— Start of MATERIAL FOR THIS EXERCISE —

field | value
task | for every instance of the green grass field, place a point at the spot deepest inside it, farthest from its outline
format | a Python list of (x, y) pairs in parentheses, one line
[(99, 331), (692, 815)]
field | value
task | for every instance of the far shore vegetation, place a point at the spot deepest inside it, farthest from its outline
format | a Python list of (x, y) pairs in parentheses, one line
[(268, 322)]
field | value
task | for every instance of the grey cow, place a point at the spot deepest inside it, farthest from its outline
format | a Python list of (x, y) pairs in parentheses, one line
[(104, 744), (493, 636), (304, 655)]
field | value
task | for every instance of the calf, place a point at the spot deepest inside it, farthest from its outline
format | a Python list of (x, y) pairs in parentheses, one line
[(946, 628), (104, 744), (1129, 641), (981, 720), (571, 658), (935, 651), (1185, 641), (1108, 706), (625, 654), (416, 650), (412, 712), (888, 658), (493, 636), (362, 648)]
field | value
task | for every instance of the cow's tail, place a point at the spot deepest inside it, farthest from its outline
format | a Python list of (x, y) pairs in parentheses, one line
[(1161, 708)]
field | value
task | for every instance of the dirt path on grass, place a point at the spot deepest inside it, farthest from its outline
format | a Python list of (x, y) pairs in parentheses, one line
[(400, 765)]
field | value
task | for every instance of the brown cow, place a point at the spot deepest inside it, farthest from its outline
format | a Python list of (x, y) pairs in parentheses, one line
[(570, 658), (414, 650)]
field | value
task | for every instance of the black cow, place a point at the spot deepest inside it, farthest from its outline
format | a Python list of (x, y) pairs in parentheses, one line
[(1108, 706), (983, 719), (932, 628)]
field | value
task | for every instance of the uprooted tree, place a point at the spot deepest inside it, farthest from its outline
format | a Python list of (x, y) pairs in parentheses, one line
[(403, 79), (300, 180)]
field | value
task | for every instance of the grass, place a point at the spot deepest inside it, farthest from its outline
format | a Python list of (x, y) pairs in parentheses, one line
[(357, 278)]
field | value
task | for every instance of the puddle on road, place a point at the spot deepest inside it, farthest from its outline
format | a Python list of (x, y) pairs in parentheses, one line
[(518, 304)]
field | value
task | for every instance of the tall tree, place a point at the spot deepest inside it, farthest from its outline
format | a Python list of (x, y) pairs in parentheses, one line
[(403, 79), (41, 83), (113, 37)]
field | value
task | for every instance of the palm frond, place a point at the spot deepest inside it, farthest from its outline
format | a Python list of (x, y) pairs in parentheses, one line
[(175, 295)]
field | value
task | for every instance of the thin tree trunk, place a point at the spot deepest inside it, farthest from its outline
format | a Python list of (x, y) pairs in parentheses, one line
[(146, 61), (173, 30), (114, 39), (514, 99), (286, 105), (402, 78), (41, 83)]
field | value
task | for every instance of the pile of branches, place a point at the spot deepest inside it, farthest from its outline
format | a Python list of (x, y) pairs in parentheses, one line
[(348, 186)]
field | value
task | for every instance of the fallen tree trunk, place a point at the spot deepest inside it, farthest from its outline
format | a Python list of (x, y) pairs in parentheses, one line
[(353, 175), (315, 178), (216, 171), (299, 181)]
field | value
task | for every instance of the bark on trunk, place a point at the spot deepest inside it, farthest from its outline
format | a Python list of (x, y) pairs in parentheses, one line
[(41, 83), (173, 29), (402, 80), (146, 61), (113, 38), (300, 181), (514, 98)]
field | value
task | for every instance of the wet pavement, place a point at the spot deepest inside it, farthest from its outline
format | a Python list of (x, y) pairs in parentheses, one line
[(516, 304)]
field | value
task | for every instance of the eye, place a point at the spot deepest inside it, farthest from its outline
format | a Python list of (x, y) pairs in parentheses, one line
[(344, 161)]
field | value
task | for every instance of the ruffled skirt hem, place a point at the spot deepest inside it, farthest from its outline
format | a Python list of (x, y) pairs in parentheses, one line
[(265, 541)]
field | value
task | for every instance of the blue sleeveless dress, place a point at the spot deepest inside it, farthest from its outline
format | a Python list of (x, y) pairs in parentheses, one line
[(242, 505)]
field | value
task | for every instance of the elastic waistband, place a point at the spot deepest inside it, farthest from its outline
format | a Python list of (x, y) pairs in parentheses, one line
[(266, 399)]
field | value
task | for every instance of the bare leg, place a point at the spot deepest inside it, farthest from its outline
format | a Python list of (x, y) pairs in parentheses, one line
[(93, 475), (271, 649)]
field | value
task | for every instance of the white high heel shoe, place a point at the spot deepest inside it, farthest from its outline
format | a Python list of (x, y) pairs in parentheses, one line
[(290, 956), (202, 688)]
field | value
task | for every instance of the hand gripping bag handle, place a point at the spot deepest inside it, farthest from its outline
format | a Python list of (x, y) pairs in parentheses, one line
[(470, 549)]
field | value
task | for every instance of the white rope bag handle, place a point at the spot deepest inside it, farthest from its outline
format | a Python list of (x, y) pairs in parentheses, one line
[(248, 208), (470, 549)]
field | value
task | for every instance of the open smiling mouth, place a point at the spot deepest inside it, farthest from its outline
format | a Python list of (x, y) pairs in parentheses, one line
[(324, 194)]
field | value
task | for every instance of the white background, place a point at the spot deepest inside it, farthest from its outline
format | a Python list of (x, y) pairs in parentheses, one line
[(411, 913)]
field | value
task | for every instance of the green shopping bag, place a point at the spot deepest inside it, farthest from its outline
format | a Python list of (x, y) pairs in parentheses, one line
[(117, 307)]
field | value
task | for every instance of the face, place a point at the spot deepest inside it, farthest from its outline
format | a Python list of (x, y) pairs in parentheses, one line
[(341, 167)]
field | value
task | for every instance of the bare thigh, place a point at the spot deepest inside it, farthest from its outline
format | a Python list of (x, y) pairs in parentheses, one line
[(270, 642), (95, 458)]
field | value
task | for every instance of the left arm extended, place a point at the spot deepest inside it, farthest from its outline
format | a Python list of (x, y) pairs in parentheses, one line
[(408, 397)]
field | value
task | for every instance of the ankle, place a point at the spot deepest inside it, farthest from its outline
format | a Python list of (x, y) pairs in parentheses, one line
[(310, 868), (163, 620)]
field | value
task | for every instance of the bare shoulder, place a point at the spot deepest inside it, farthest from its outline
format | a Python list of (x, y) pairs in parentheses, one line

— End of MATERIAL FOR THIS EXERCISE —

» **SET PROBLEM**
Extract all the entries word for word.

» **ANSWER TO THE EXERCISE**
field | value
task | for every instance of the green grass field, place a point at the spot deepest inside it, farthest from its outline
format | a Python list of (x, y) pairs in parentheses, one line
[(99, 331), (692, 815)]
field | value
task | for every instance of the far shore vegetation, place a point at the spot deepest inside it, farthest from its outline
format | a Python list of (x, y) pairs in parentheses, one line
[(268, 322)]
field | value
task | for every instance of the grey cow, place a point at the spot deepest inside it, farthest from its outline
format | a Python list of (x, y) pairs in parentheses, one line
[(104, 744), (493, 636), (304, 655)]
field | value
task | for every instance of the calf, place a point at the spot deepest inside it, farthest from its outline
format | a Python list of (x, y) pairs in parentheses, one line
[(946, 628), (104, 744), (1129, 641), (981, 720), (571, 658), (935, 651), (1185, 641), (1108, 706), (625, 654), (416, 650), (412, 712), (888, 658), (493, 636), (362, 648)]
field | value
task | for every instance of the cow's tail, place a point at the spot deepest inside it, farthest from its outline
format | a Python list of (x, y) pairs in parentheses, one line
[(1161, 708)]
field | value
task | for every instance of the dirt path on grass, place a point at the spot deepest inside it, farthest from its outline
format | a Python list of (x, y) pairs in parentheses, one line
[(400, 765)]
field | value
task | for every instance of the brown cow, place a point at the spot deepest inside it, farthest from its outline
format | a Python list of (x, y) pairs in parentheses, one line
[(570, 658), (414, 650)]
field | value
task | for every instance of the black cow, place a point at the spot deepest inside it, farthest from its outline
format | a Python list of (x, y) pairs in parentheses, one line
[(1108, 706), (983, 719), (932, 628)]
field | value
task | for every instance of the uprooted tree, place a point at the spot deepest inside it, farthest from its outline
format | a Python list of (x, y) pairs in parentheses, one line
[(403, 79), (300, 180)]
field | value
task | for every instance of the grass, place a point at the spot deepest inside it, farthest from its outline
format | a Python list of (x, y) pairs in parentheses, one line
[(357, 278)]
field | value
task | for every instance of the puddle on road, place a point at the spot deepest inside it, farthest from its outline
format | a Python list of (x, y) pairs in parentheses, one line
[(518, 304)]
field | value
task | for every instance of the tall tree, place a point at the spot deepest inside it, farthest from its outline
format | a Python list of (x, y) pairs in parentheses, one line
[(403, 79), (41, 83), (113, 37)]
field | value
task | for every instance of the palm frond, place a point at the spot deepest inside it, farthest from its outline
format | a Python list of (x, y) pairs in parentheses, one line
[(175, 295)]
field | value
task | for every instance of the thin tree trunk, place a point at the spot deepest inside it, farthest from its outline
format | a Python list of (x, y) pairs in parentheses, one line
[(146, 61), (173, 30), (114, 39), (514, 99), (286, 105), (402, 78), (41, 83)]
field | value
task | for every instance of the pile of branches, place a point at the spot deepest inside it, farthest from its outline
format | a Python list of (x, y) pairs in parentheses, one line
[(348, 186)]
field | value
task | for every instance of the fallen tree trunk, place a point at the spot deepest inside it, farthest from its outline
format | a Python list of (x, y) pairs in parentheses, one line
[(353, 175), (315, 178), (216, 171), (299, 181)]
field | value
task | for every instance of the bark on trunk, place a point at the spot deepest inside it, farthest from its outline
format | a Python list of (x, y) pairs in parentheses, one line
[(41, 83), (173, 29), (402, 80), (146, 61), (113, 38), (300, 181), (514, 98)]
field | value
task | for every instance of the wet pavement, place a point at the spot deepest inside it, farthest from its outline
format | a Python list of (x, y) pairs in parentheses, one line
[(516, 304)]
field | value
task | for every instance of the eye, place a point at the spot deepest inside it, farthest from its outline
format | a Python list of (x, y) pairs in parentheses, one line
[(344, 161)]
field | value
task | for every instance of the ruffled skirt hem, place a point at the spot deepest inside it, farthest from its outline
format | a Python list of (x, y) pairs in parentheses, one line
[(265, 541)]
field | value
task | for every instance of the blue sleeveless dress, place a point at the spot deepest inside it, farthest from its outline
format | a Python list of (x, y) pairs in parentheses, one line
[(242, 505)]
field | value
task | for every instance of the elastic waistband, place a point at the spot deepest inside it, farthest from its outline
format | a Python list of (x, y) pairs in parentheses, one line
[(266, 399)]
field | value
task | for every instance of the bare leg, place a point at the spot deepest inside it, farthest from its outline
format | a Python list of (x, y) pairs in parentheses, one line
[(93, 475), (271, 649)]
field | value
task | for every instance of the white high heel shoe, place a point at the spot deepest inside it, farthest from its outline
format | a Python list of (x, y) pairs in parentheses, one line
[(290, 956), (202, 688)]
field | value
task | for every instance of the hand gripping bag handle, place a point at the spot deepest inside it, farthest from its outline
format | a Python list of (x, y) pairs in parentheses, one line
[(470, 549)]
field | value
task | for every instance of the white rope bag handle, place a point at the spot deepest inside it, farthest from its outline
format | a Python list of (x, y) pairs in parentheses, one line
[(248, 208), (470, 549)]
field | value
task | for every instance of the open smiling mouth, place a point at the spot deepest inside it, farthest from its outline
format | a Python list of (x, y) pairs in parentheses, one line
[(324, 194)]
field | value
task | for every instance of the white background, place a point at the spot deepest inside it, farthest from its outline
format | a Python list of (x, y) pairs in parentheses, one line
[(411, 913)]
field | value
task | for every instance of the green shopping bag, place a point at the spot deepest inside it, farthest from its outline
format | a Python list of (x, y) pairs in parentheses, one line
[(117, 307)]
field | value
task | for every instance of the face, place a point at the spot deepest inside it, farthest from its outline
format | a Python list of (x, y) pairs in parentheses, one line
[(341, 167)]
field | value
task | for every instance of the bare thigh, place a point at the spot deepest inside it, farthest from its outline
format | a Python list of (x, y) pairs in parentheses, one line
[(270, 642), (95, 458)]
field | value
task | for every instance of the left arm extended, place a point at the spot deepest inside it, farthest from its outline
format | a Python list of (x, y) pairs in parentheses, one line
[(408, 397)]
field | value
task | for every instance of the ankle, place a point at the spot deepest inside it, farthest from its outline
format | a Python list of (x, y) pairs in parentheses, one line
[(310, 868), (163, 620)]
field | value
task | for every instance of the bare shoulder, place a point at the spot deepest inside it, farthest from its outline
format | a Python list of (x, y) pairs in parentheses, one line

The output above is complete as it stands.